:: THE TASK ::
Repeat exactly, and only, the lines from the one containing "Class, locate every instance of the metal chair" through the end of the records.

:: Natural-language object grounding data ::
※ ※ ※
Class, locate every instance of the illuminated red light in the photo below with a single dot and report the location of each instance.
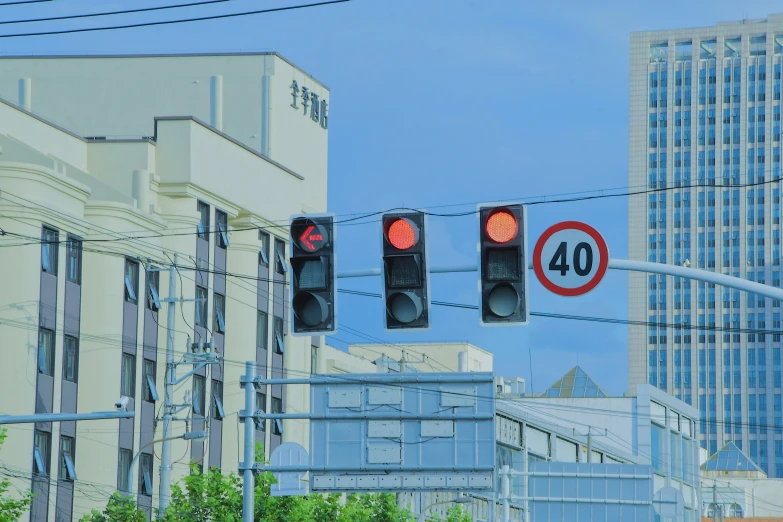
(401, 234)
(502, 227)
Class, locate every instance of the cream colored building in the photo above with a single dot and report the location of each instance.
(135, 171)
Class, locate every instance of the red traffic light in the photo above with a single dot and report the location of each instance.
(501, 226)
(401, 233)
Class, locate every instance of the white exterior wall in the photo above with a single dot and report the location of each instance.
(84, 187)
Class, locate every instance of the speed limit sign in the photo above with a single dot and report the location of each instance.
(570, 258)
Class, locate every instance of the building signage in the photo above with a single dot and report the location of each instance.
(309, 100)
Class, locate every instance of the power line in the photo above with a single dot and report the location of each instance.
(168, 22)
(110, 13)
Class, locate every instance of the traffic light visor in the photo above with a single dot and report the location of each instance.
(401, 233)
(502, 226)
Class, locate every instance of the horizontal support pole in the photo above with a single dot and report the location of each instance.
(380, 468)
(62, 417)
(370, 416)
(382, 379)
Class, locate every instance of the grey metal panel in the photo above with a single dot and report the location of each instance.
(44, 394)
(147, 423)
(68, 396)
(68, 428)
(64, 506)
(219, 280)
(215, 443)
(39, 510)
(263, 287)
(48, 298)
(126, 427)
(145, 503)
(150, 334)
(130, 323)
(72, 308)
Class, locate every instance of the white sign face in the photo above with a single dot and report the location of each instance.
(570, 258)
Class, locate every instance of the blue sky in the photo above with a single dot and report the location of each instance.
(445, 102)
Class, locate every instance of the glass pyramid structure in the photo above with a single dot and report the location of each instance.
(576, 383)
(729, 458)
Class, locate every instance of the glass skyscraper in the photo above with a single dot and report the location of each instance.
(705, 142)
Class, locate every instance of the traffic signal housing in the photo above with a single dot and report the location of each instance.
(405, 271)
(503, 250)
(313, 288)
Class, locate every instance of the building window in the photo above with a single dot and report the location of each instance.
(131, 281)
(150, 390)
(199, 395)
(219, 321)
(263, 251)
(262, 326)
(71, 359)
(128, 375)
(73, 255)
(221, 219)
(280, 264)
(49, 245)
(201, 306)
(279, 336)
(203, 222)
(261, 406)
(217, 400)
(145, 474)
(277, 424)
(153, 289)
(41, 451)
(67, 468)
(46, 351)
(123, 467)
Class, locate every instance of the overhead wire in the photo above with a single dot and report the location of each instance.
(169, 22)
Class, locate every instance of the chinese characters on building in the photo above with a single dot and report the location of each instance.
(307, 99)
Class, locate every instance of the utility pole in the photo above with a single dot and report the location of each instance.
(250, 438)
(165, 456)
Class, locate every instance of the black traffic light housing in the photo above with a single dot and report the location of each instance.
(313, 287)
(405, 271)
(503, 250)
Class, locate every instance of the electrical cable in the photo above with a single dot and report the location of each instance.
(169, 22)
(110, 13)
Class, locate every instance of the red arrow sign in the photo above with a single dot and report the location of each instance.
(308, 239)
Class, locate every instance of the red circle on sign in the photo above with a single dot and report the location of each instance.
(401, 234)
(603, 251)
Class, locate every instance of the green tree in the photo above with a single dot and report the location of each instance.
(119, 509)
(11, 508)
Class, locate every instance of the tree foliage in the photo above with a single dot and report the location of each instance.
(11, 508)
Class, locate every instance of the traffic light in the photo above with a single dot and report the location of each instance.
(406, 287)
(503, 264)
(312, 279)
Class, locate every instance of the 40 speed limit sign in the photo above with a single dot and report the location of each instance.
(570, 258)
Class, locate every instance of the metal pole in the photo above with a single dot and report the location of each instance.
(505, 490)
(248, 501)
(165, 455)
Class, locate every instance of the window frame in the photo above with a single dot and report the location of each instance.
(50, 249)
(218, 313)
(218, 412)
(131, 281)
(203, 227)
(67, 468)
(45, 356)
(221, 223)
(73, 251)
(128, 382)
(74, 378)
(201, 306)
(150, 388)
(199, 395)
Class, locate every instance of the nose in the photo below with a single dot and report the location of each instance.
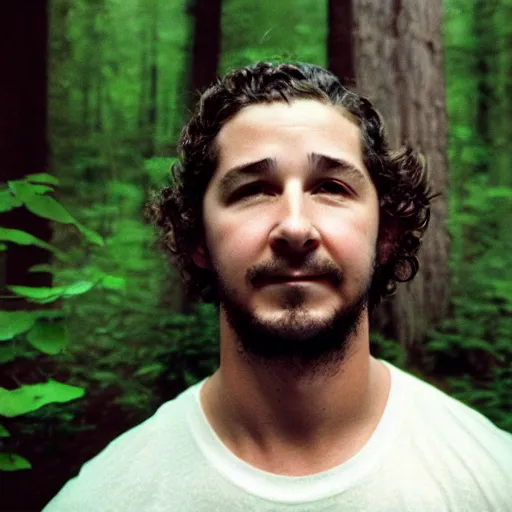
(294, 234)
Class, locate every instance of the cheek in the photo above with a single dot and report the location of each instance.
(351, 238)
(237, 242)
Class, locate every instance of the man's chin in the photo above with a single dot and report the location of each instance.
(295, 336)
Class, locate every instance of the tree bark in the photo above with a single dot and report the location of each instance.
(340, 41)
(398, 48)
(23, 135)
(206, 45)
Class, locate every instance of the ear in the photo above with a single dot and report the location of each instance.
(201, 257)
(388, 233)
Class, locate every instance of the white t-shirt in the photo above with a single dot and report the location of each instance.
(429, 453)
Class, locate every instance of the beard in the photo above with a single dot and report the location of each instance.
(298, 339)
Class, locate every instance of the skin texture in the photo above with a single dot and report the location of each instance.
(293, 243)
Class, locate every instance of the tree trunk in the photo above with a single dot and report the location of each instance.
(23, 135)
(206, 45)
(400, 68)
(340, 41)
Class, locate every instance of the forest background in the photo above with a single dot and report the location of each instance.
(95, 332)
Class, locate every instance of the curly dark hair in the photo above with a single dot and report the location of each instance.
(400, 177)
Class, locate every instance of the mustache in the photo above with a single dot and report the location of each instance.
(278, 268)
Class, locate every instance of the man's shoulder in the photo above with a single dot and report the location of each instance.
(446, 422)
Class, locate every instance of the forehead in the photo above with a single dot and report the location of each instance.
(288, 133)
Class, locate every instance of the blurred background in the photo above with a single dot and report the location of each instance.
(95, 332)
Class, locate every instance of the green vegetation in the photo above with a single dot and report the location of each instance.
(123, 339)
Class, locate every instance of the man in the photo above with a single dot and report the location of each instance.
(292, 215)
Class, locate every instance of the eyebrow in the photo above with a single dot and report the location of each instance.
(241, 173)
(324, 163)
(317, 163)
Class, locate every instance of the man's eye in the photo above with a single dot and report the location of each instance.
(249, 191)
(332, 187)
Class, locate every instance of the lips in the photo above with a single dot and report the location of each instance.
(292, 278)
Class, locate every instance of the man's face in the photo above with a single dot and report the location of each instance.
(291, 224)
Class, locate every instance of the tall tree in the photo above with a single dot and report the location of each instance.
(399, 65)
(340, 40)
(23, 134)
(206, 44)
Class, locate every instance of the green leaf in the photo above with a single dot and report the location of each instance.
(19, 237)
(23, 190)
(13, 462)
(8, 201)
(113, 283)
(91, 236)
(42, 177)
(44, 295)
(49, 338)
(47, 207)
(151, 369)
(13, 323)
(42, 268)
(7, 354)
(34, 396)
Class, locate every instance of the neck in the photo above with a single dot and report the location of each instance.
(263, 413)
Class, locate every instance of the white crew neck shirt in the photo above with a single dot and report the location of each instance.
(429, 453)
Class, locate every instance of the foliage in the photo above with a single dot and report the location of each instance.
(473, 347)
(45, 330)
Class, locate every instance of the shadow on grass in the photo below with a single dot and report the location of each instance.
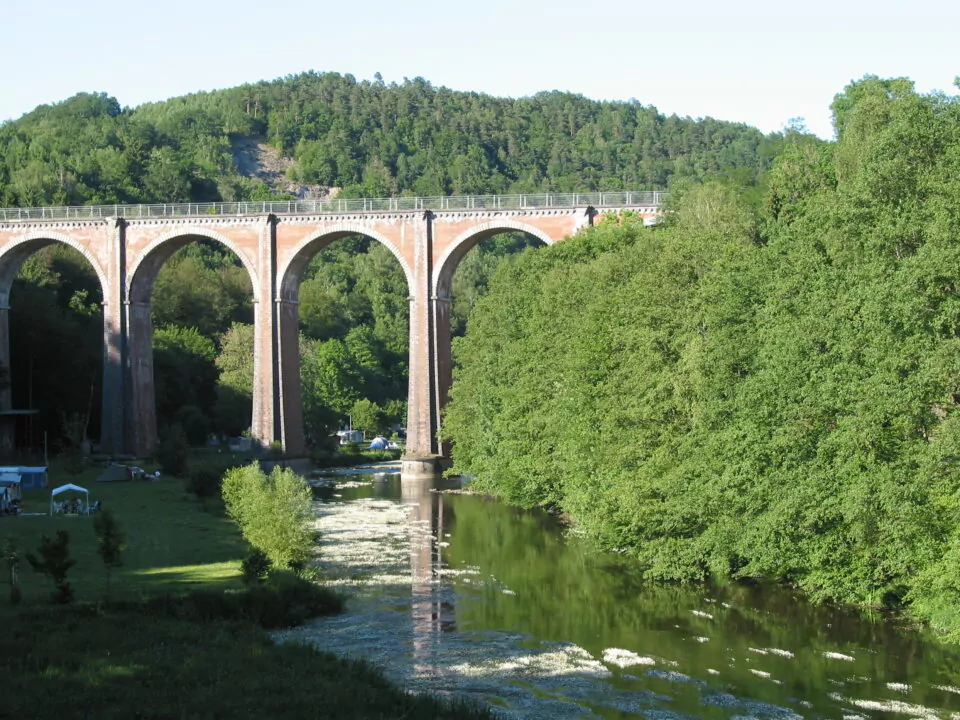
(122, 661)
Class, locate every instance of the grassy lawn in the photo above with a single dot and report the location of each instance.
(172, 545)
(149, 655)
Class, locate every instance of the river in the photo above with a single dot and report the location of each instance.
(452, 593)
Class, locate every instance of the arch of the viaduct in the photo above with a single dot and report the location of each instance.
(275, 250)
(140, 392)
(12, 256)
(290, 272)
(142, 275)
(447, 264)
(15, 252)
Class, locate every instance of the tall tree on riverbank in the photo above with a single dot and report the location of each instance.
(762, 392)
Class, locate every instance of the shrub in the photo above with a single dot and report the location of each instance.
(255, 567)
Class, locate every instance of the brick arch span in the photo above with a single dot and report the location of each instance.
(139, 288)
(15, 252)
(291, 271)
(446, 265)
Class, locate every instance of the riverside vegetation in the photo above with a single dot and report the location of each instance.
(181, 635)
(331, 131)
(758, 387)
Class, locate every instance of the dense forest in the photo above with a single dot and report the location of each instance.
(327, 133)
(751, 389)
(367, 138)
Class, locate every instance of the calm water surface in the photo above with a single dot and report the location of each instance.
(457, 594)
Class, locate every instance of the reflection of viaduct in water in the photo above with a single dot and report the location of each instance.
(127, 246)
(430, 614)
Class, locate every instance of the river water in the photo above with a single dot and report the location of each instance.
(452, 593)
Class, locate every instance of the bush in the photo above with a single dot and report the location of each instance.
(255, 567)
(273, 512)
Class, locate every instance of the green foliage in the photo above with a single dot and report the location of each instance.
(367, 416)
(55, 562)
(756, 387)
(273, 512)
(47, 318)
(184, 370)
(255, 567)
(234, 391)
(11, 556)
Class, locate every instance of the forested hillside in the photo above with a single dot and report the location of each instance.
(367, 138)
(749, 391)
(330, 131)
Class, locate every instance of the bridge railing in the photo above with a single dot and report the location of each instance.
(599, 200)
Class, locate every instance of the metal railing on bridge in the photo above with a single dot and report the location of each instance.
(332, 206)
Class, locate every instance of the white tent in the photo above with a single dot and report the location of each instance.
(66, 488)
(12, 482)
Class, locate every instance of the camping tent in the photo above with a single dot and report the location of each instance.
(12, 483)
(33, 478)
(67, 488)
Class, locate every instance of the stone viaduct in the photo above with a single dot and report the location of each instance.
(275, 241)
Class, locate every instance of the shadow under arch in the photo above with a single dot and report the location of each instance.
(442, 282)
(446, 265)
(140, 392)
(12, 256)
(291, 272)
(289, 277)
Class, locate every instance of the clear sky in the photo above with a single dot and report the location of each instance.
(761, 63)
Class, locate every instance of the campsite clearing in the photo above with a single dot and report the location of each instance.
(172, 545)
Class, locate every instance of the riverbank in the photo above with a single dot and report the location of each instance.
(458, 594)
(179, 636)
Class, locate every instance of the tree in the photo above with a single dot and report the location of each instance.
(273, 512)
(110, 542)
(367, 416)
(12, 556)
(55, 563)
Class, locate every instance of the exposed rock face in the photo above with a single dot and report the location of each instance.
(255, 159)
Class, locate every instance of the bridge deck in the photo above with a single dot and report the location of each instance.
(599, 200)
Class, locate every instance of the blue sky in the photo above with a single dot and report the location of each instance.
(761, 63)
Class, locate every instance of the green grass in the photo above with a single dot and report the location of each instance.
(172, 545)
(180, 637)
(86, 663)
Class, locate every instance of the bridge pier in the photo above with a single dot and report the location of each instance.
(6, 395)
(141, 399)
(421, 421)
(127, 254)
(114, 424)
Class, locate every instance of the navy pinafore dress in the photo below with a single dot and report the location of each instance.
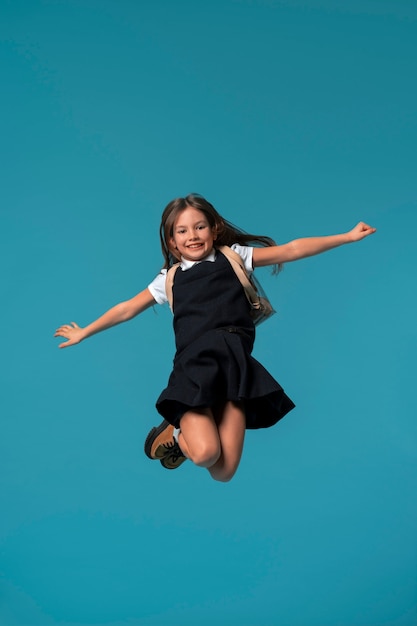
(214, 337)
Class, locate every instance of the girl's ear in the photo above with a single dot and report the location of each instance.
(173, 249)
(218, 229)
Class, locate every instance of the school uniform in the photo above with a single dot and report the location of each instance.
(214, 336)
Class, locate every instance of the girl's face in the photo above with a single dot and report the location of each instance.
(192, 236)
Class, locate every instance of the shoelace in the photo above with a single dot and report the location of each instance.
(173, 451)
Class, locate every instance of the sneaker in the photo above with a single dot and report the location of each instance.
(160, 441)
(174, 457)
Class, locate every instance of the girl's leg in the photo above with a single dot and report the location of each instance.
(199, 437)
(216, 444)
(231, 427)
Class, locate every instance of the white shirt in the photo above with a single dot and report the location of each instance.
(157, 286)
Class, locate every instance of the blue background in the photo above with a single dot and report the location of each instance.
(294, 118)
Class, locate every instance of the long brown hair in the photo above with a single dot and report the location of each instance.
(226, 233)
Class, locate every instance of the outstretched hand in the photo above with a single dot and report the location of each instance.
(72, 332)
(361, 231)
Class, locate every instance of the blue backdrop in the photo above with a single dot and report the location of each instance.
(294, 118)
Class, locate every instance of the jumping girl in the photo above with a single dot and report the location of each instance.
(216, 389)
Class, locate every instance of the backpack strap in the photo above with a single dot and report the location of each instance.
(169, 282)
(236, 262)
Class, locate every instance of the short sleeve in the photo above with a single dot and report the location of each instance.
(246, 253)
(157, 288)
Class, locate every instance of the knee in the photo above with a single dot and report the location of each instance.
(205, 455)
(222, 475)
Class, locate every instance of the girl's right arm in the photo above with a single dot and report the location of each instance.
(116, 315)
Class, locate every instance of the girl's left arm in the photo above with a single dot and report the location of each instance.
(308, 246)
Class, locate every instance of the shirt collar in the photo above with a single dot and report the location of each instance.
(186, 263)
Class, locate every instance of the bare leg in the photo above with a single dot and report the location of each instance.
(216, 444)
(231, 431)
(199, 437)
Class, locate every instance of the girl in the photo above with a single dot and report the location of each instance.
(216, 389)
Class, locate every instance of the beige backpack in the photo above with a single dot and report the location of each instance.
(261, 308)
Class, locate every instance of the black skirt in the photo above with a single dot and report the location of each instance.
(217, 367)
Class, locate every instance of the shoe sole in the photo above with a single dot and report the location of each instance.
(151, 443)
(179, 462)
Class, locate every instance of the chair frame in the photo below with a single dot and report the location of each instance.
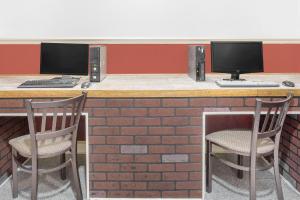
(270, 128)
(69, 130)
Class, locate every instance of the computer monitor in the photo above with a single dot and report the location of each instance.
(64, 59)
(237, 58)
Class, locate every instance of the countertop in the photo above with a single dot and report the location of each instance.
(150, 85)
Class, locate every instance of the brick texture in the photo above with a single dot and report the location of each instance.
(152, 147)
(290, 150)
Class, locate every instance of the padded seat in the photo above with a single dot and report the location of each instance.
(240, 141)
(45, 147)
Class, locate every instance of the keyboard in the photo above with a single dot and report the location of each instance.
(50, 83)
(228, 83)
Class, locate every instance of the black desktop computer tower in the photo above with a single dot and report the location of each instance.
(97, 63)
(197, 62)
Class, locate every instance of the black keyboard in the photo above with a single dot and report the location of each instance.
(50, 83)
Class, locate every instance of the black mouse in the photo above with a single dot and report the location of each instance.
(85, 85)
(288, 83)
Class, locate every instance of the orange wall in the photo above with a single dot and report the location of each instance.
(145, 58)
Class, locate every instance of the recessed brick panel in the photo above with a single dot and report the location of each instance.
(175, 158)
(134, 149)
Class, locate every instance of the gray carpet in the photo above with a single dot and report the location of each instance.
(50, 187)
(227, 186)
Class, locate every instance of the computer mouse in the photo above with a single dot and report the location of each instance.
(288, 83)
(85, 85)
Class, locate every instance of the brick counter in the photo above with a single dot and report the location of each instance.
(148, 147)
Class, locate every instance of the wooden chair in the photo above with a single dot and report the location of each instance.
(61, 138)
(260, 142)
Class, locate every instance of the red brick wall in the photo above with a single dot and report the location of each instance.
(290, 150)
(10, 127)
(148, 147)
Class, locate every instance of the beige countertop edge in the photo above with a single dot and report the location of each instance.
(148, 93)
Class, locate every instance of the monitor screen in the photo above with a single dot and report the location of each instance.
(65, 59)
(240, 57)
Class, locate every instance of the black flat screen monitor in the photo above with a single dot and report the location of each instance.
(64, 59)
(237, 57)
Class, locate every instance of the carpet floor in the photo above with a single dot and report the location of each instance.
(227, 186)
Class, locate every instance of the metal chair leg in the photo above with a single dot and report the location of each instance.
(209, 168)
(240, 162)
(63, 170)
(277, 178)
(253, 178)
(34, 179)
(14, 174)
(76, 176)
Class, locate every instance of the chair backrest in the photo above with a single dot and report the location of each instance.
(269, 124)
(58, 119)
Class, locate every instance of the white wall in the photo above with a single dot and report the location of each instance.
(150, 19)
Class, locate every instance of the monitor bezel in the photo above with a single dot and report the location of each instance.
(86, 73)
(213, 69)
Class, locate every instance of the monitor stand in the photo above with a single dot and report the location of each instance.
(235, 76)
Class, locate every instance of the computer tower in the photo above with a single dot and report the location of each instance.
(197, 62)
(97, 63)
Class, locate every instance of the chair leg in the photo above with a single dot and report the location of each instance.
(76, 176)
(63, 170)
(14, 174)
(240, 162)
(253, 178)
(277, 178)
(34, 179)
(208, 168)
※ ※ ※
:: RESPONSE ::
Class, locate every instance of the metal chair leg in the photo above with a single dot and report the location of each instance.
(209, 168)
(240, 162)
(63, 170)
(277, 178)
(253, 178)
(34, 179)
(14, 174)
(76, 176)
Class, locate every instance of the chair backrest in the photo above with a single dot and report the location of each instance.
(269, 124)
(58, 119)
Class, locate every instance of the white wall in the photo above with a single dot and report the location of each instance.
(150, 19)
Class, locate every instance of the monitor bezel in the photo above with a single dot and report the location of each instance.
(86, 73)
(213, 69)
Class, locate every instance of the monitor stand in the photo above with a single dot and report the location of each instance.
(235, 76)
Class, locate every instance of the computer tower in the photo above with a single dot and report the location of each instance.
(197, 62)
(97, 63)
Class, locate every instance of the chair leg in the photo above with a single dot and report the location of each instance.
(76, 176)
(63, 170)
(14, 174)
(240, 162)
(253, 178)
(277, 178)
(34, 179)
(208, 168)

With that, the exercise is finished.